▶ **Task instructions**: Find every line in the items that contains the word "customer" and copy each of those lines. Case counts.

## BEGIN Provided material

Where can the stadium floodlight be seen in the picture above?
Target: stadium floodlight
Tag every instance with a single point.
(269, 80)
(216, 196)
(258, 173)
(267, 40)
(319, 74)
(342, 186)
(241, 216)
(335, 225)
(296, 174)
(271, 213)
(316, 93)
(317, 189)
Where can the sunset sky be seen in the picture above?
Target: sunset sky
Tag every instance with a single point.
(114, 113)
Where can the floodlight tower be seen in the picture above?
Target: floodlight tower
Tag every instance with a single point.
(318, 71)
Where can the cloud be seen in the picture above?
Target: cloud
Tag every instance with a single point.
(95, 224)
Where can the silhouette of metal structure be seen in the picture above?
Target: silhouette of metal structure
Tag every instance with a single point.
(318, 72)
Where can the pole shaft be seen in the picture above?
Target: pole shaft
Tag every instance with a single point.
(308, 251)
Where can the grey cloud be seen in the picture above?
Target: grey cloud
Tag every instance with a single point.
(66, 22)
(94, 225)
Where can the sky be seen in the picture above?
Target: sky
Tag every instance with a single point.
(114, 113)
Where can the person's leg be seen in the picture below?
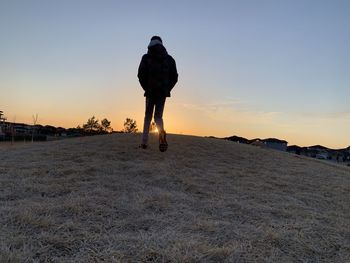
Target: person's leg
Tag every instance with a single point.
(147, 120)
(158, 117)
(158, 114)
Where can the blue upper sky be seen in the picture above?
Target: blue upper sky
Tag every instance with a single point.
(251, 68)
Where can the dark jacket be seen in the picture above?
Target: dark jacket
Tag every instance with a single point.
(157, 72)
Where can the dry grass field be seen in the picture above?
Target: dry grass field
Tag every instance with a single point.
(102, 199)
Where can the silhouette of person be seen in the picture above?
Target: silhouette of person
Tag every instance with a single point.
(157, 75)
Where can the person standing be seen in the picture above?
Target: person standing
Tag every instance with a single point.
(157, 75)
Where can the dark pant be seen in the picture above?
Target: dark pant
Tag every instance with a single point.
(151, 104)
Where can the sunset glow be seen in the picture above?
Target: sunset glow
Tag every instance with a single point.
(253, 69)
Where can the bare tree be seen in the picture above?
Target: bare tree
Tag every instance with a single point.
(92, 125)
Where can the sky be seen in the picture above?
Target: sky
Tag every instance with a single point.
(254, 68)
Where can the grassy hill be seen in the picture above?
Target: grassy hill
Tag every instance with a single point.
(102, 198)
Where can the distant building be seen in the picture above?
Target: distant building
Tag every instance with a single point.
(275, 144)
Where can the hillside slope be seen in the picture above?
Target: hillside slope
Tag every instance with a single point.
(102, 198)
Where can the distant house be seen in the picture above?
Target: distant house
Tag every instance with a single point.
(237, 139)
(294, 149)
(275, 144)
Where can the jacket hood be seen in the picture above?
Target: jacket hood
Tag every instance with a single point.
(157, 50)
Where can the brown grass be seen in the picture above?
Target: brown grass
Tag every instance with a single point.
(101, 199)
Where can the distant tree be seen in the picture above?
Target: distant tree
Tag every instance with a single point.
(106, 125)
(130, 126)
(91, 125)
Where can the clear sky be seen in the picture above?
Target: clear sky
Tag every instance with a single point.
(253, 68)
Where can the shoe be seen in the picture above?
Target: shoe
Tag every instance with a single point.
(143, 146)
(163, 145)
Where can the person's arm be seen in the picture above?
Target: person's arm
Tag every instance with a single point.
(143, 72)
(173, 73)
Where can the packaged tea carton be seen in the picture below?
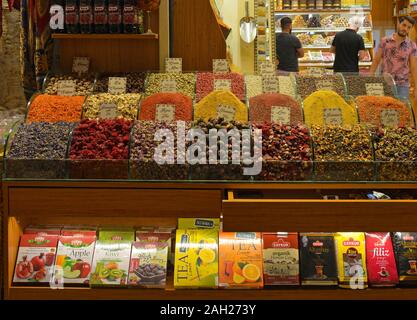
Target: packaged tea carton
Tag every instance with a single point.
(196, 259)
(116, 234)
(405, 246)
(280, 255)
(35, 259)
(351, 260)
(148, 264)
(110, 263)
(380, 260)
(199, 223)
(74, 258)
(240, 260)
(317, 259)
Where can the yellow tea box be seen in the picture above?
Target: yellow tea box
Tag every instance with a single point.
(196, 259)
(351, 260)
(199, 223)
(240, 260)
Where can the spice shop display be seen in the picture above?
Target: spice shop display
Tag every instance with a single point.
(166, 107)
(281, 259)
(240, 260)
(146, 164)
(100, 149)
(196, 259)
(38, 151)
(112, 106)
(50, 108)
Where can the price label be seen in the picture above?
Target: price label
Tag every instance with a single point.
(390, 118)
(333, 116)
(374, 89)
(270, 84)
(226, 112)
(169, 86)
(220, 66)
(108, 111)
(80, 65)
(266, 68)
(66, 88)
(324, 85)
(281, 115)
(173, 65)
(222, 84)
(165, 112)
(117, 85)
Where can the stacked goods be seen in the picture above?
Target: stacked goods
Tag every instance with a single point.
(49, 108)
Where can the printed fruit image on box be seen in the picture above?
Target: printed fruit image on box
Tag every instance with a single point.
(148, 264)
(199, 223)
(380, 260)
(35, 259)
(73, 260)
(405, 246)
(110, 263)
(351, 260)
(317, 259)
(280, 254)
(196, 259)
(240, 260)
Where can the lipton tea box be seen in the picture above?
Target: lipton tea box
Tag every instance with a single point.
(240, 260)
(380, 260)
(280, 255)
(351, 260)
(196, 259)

## END Provided material
## BEGIN Provided material

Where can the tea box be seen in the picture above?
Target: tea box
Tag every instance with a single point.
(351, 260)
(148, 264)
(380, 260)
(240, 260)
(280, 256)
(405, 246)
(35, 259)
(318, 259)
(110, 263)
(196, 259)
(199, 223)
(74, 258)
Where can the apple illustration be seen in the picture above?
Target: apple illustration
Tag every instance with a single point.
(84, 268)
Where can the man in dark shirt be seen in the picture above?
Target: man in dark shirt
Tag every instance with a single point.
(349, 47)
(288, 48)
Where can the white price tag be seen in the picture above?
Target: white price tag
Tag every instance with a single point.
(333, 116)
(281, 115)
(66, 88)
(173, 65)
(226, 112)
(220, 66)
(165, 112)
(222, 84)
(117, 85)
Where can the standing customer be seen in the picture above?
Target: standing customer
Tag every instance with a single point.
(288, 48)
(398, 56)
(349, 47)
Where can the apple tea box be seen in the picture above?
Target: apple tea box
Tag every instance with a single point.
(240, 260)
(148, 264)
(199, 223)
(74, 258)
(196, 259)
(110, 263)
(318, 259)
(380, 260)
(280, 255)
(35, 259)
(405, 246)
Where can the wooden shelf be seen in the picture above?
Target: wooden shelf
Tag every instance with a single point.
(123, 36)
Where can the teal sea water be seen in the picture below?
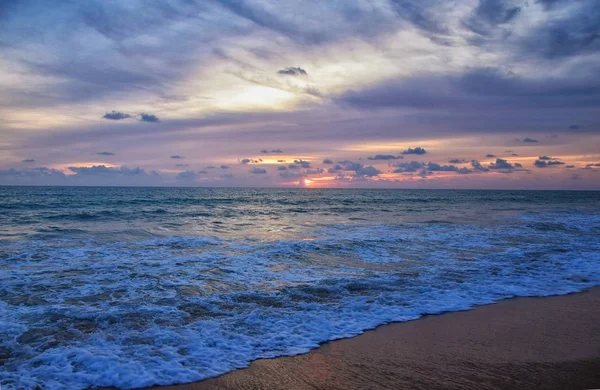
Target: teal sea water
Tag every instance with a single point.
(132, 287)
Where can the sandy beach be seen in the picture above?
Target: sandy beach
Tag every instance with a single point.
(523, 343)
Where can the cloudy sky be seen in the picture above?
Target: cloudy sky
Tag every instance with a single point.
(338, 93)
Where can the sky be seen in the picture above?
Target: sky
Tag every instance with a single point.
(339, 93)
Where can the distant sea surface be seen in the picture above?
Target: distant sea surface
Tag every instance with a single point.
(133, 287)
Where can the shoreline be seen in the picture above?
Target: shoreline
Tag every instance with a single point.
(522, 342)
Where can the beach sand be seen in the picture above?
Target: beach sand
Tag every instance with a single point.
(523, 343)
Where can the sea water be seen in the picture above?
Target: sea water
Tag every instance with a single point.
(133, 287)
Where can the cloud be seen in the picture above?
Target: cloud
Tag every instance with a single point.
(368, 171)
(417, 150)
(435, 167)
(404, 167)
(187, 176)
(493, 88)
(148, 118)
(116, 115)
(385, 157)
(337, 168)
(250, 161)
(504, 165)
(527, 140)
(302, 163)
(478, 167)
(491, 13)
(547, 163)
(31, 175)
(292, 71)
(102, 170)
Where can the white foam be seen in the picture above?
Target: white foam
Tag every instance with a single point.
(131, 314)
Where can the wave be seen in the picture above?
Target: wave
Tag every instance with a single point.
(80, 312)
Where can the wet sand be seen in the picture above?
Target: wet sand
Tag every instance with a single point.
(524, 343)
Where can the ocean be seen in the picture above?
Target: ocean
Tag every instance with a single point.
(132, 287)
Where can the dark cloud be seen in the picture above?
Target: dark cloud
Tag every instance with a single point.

## END Provided material

▶ **Exercise solution**:
Where can the standing customer be seen in the picture above?
Target: standing customer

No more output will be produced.